[OPIS ZADANIA]: Zwróć bez żadnych zmian fragment rozmowy z Januszem Lewandowskim, wszystko od słów "W 2015 Polska była" aż do słów "skompromitowałby własny kraj.".

[PRZYTOCZONY TEKST]:
-------

Do roku 2015 jedynymi, którzy występowali przeciwko Polsce w PE, byli posłowie PiS-u. Pan Kurski, Poręba czy inni atakowali wówczas polską prezydencję – mówi nam europoseł PO Janusz Lewandowski, były komisarz europejski ds. programowania finansowego i budżetu w KE. Pytamy o środową debatę w PE i miejsce Polski w Europie. – Polska to jest nadal powód do dumy, takie dzieło zbiorowe ćwierćwiecza. Polska Kaczyńskiego jest unijnym szwarccharakterem, który niby się napina i podskakuje i niby wstaje z kolan, a tak naprawdę wszystko przegrywa – dodaje Janusz Lewandowski

JUSTYNA KOĆ: Mimowolnie stał się pan bohaterem środowej debaty. To po pańskim wystąpieniu poseł PiS Ryszard Legutko opuścił salę PE podczas debaty o Polsce, zarzucając panu opowiadanie kłamstw i “Niagarę dyrdymałów”. Jak pan to skomentuje?
JANUSZ LEWANDOWSKI:
Dla nas wszystkie te debaty, a to była piąta, to są godziny wstydu za rządzących. Jesteśmy w Parlamencie Europejskim, w którym do roku 2015 Polska była traktowana jako wzór i inspiracja. To, że poseł Legutko używał sobie personalnie, to zrobiło jak najgorsze wrażenie. Ja słyszałem dziś później wielokrotnie, że jak ktoś nie ma argumentów, to posuwa się do obrażania drugiego w sposób personalny. My nie lubimy tych debat, ale one są wymuszone przez sposób bycia polskiego rządu. Ta lista rozmaitych zastrzeżeń ciągle się wydłuża i obawiam się, że się będzie wydłużała. Każdy widzi, co się dzieje z mediami, z samorządem terytorialnym czy z Puszcza Białowieską. Ten kontrast jest ogromny.

W 2015 Polska była stawiana za wzór, mieliliśmy najwyższe stanowiska, największe pieniądze, Polska była słuchana i szanowana. Rok 2017 – Polska po raz piąty jest na oślej ławce. Nie było jeszcze w historii rządu, który tak szybko skompromitowałby własny kraj.

To skutkuje tym, że coraz częściej polskie interesy przegrywają?
Kiedyś był kredyt zaufania. Z tego kredytu wziął się ten “cud budżetu”, czyli cała Unia ma mniej pieniędzy, a główny konsument tych funduszy, czyli Polska, bo to jest prawie 1/4 funduszy strukturalnych, nagle miała więcej. Wtedy słyszałem argumenty za Polską, że Polska to mądrze wyda, że jesteśmy dynamicznym krajem, który może inspirować inne. Dziś jest głęboka nieufność, a Polska nie jest postrzegana jako solidarny kraj, a jako najbardziej egoistyczne społeczeństwo w Europie.

Mówił pan dziś m.in., że polska demokracja ma się dobrze, ale tylko w zmyślonym świecie państwa PiS, przypominał pan też słowa z manifestu mężczyzny, który dokonał samospalenia w proteście przeciw polityce prowadzonej przez PiS. Czy myśli pan, że posłowie PiS-u, rząd, coś z tego zrozumieli?

-------

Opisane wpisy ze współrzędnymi
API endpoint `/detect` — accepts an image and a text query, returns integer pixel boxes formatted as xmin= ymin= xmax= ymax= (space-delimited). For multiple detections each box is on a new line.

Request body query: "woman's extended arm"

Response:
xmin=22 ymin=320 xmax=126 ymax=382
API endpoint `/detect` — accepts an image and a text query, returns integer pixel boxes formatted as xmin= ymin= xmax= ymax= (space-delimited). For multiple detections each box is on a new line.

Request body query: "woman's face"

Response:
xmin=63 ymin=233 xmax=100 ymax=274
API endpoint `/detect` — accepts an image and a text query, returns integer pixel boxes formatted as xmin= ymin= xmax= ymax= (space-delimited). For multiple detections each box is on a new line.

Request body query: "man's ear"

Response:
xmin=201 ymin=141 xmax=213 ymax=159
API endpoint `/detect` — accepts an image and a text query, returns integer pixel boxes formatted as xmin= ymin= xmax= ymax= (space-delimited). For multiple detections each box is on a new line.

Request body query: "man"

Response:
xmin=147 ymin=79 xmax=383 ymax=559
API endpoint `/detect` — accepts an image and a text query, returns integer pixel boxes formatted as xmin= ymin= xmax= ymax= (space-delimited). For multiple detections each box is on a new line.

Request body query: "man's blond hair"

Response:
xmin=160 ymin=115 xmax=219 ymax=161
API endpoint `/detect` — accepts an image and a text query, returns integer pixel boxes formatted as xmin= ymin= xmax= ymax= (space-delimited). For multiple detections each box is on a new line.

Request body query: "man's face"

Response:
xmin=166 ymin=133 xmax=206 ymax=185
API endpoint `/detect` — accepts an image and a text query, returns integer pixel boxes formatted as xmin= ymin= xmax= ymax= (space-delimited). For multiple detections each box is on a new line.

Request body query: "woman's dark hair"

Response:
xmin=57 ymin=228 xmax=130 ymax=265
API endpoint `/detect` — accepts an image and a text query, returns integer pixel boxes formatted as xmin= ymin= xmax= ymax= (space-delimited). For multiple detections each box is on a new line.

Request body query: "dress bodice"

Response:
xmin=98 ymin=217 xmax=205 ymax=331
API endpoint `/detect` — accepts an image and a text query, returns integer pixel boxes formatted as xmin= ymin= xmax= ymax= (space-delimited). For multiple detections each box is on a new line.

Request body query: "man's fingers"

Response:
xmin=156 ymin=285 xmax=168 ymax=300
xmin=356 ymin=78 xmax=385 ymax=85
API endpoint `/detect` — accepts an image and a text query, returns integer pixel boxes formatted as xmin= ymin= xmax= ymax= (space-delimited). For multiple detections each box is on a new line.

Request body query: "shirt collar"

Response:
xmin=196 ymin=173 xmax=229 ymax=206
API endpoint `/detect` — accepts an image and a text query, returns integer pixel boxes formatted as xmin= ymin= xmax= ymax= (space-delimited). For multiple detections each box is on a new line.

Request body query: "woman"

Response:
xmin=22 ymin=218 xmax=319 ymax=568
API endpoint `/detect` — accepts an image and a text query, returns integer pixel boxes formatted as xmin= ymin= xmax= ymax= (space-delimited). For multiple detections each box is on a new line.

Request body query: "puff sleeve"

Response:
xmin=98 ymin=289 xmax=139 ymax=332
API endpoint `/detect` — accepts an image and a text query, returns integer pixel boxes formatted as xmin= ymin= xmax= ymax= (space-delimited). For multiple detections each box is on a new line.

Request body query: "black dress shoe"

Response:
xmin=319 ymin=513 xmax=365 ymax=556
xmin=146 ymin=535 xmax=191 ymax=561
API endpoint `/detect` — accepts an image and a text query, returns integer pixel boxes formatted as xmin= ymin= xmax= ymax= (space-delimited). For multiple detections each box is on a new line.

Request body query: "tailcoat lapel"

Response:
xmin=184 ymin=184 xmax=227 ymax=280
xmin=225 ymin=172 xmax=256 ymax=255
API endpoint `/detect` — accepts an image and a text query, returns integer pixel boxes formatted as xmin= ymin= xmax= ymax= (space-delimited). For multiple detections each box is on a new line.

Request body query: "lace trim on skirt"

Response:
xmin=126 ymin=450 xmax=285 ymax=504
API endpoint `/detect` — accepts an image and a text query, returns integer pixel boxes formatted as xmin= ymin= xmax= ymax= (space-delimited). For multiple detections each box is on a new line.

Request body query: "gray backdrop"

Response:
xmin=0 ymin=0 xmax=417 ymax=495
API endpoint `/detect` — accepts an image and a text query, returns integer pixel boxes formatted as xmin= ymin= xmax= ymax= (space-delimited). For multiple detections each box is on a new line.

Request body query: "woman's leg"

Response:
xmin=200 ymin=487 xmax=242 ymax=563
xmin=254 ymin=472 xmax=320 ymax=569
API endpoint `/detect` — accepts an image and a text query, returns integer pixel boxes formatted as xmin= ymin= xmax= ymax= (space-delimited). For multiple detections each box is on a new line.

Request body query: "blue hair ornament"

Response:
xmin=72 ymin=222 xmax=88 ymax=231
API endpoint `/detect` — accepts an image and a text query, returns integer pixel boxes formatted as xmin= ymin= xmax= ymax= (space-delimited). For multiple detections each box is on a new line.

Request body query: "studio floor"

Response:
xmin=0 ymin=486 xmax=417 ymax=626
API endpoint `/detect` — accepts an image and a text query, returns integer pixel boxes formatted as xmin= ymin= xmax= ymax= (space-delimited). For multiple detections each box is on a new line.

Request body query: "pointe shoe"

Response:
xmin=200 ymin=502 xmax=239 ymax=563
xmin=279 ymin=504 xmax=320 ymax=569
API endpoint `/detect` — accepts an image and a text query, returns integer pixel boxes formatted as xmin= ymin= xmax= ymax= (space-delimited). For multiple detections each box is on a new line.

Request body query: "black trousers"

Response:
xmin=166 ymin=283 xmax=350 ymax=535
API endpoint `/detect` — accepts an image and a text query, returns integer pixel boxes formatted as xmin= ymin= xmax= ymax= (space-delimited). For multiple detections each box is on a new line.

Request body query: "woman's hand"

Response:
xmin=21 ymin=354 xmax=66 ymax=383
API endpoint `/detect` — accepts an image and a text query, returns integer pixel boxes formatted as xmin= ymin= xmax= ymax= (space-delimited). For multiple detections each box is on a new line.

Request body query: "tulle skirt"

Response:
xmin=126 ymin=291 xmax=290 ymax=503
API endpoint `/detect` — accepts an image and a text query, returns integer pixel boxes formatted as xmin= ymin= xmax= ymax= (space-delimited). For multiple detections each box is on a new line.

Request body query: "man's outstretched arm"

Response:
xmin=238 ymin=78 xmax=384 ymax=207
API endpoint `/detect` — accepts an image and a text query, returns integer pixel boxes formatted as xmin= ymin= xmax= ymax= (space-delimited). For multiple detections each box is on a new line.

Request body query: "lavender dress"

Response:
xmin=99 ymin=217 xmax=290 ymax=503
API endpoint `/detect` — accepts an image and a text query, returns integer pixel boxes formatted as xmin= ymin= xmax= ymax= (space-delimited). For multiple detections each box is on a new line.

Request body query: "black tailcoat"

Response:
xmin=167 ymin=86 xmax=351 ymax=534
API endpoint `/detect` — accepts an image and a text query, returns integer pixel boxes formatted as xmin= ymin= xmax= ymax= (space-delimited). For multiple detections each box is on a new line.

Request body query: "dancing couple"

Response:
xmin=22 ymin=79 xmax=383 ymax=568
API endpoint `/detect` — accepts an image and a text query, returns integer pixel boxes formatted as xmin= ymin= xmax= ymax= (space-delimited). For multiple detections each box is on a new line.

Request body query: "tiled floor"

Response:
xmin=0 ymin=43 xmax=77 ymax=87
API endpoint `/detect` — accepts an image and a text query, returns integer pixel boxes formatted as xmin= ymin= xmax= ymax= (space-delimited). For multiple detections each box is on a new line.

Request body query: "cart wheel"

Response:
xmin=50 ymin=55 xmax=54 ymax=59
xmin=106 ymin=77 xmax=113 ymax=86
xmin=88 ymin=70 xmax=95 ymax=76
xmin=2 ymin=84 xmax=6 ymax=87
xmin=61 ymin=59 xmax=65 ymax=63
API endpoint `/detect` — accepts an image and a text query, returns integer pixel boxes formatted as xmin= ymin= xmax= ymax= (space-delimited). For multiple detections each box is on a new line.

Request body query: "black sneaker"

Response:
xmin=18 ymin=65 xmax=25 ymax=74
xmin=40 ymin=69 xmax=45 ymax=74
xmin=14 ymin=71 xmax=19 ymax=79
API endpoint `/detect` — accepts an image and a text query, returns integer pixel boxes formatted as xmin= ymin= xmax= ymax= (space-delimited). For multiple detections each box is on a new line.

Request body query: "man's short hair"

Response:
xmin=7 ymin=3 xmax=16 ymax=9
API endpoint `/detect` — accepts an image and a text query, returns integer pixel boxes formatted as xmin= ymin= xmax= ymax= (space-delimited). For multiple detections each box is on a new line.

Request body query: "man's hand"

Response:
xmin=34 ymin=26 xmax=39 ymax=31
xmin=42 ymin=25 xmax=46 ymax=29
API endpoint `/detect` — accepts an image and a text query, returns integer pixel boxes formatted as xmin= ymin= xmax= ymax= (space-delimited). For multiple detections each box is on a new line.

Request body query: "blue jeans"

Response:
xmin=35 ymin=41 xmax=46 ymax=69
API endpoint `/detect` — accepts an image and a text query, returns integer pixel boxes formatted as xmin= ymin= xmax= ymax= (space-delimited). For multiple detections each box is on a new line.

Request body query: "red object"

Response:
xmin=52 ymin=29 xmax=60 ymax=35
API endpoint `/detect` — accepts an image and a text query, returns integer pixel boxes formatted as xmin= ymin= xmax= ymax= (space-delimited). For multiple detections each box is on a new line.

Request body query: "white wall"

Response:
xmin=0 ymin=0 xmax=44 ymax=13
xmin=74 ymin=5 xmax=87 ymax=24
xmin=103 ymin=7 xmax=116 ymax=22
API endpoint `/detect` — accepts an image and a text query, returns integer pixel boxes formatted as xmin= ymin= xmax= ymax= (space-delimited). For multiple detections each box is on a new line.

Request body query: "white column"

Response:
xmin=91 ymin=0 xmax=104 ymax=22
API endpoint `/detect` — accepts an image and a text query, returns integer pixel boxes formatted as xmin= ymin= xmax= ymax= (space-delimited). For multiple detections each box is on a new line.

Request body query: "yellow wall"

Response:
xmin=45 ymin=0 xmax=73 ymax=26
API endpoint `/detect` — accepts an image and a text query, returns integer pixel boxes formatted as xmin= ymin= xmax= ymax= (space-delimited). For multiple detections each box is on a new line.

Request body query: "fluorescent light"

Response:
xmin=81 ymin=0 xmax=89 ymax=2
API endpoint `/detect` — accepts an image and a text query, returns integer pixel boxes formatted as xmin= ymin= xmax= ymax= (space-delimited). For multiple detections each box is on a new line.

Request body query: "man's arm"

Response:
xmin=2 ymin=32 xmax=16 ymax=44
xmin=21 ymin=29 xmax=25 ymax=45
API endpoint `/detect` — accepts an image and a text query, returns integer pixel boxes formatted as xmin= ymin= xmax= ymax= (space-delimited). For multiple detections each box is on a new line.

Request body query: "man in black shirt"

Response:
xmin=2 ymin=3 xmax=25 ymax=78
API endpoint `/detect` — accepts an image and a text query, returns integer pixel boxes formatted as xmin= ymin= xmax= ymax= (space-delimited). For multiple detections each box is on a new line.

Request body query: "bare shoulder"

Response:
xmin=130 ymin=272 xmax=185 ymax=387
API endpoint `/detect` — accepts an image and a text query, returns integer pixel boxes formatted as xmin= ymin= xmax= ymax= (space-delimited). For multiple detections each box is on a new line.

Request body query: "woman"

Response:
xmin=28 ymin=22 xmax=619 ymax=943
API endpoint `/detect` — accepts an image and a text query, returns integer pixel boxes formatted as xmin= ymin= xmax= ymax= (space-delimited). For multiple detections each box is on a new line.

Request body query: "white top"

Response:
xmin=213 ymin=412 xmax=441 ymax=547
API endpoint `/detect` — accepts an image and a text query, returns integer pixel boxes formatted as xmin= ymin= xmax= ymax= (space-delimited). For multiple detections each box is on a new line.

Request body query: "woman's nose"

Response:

-------

[ODPOWIEDŹ PONIŻEJ]:
W 2015 Polska była stawiana za wzór, mieliliśmy najwyższe stanowiska, największe pieniądze, Polska była słuchana i szanowana. Rok 2017 – Polska po raz piąty jest na oślej ławce. Nie było jeszcze w historii rządu, który tak szybko skompromitowałby własny kraj.